— START OF Supplied records —

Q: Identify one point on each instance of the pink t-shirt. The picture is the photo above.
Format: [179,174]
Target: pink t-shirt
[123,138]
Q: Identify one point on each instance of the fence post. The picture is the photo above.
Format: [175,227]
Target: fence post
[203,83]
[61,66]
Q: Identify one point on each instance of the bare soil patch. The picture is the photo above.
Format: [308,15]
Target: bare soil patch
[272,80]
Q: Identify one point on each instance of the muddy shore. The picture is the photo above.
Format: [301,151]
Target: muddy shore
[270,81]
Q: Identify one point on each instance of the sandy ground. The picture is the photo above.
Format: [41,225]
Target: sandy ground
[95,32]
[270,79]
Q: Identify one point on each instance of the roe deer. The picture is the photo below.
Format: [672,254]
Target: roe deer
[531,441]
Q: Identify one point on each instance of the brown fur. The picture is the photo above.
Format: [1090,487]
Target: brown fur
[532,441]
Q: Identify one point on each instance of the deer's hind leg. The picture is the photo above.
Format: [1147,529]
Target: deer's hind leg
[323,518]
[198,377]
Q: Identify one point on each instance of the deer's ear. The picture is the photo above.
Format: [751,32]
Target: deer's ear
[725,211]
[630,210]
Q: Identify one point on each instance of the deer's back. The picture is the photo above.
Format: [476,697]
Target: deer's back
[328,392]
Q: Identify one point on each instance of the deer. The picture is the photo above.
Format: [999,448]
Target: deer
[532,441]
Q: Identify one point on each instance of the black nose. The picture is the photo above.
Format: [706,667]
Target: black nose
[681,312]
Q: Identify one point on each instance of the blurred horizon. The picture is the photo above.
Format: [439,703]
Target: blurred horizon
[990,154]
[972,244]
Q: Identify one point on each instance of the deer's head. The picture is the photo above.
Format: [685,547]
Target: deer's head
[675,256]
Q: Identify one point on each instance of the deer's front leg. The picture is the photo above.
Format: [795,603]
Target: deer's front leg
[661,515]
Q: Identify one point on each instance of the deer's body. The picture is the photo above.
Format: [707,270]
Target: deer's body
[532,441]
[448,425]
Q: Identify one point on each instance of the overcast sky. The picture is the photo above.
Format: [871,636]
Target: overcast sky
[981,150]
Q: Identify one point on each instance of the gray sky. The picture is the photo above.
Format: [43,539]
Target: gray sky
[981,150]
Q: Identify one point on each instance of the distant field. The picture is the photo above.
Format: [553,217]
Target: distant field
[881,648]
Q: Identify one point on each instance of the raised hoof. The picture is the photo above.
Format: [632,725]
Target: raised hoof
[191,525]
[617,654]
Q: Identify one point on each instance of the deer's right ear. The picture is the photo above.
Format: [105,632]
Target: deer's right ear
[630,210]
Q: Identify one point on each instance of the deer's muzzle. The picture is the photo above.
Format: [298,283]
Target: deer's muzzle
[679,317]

— END OF Supplied records —

- Stated task -
Update the rows above so that each "Identify" becomes "Locate", and leave everything else unchanged.

- Exercise output -
Q: Locate one point on each instance of the pink t-shirt. The picture is the photo above.
Format: [179,174]
Target: pink t-shirt
[123,138]
Q: Locate one point on each instance of the fence post. The picture is the photo above.
Format: [175,227]
Target: fence post
[203,83]
[61,66]
Q: Locate one point on each instance of the bare soil patch. The picture is the photo above.
Format: [308,15]
Target: bare soil patch
[272,80]
Q: Locate one point on each instance of the muddy shore. The picture is the photo above.
Format: [301,151]
Target: muddy shore
[270,81]
Q: Locate one point on each instance of the sandy ground. The picture is the photo above.
Format: [41,225]
Target: sandy ground
[95,32]
[270,79]
Q: Locate one point on each instance of the roe deer. The picture is the photo below.
Format: [672,254]
Target: roe deer
[531,441]
Q: Locate one point on each instance of the brown fur. The picture is the photo above.
Format: [1090,487]
Target: brown fur
[532,441]
Q: Locate one point on each instance of the deer's hind leg. The picture is the photo above.
Format: [1147,529]
Target: deer's hind leg
[323,518]
[198,377]
Q: Locate one point on each instance of the deer's ear. The picture is the photo above.
Format: [751,32]
Target: deer's ear
[725,211]
[630,210]
Q: Locate one point on each instance of the deer's back. The picture is the photo above.
Format: [476,697]
Target: deer's back
[328,392]
Q: Locate one point on each instance of the deer. The picture is the photo above.
Format: [999,448]
Target: deer
[532,441]
Q: Locate one point on each instance of the black nose. The picture is the photo above.
Format: [706,667]
Target: black nose
[681,312]
Q: Locate one point on each instance of the blurred horizon. The picture is the photo above.
Format: [439,703]
Target: blurred horizon
[990,154]
[972,244]
Q: Locate one point on each instance of the deer's head. The picture is the photo above.
Format: [685,547]
Target: deer's head
[675,256]
Q: Locate one point on each instance of the deer's front leg. The picture is the photo above.
Format: [795,603]
Target: deer's front leg
[661,515]
Q: Locate one point on each instance of the deer's body. The picture is the photo above.
Format: [707,270]
Target: deer's body
[532,441]
[448,425]
Q: Locate one point on each instance of the overcast sky. The picture is the photo above.
Format: [871,636]
Target: overcast sky
[981,150]
Q: Locate one point on each instance of the gray sky. The picture is the photo above.
Format: [43,539]
Target: gray sky
[981,150]
Q: Locate one point on each instance of the distant field. The picture is the photo above.
Format: [553,217]
Target: distant field
[881,648]
Q: Locate one point on each instance of the raised hoof. The picture is the photo above.
Format: [632,725]
Target: raised hoof
[191,525]
[617,654]
Q: Locate one point on each instance of the deer's right ear. The picture is the photo above.
Format: [105,632]
Target: deer's right ear
[630,210]
Q: Locate one point on each instance of the deer's muzzle. The picture is the photo above.
Format: [298,283]
Target: deer's muzzle
[679,317]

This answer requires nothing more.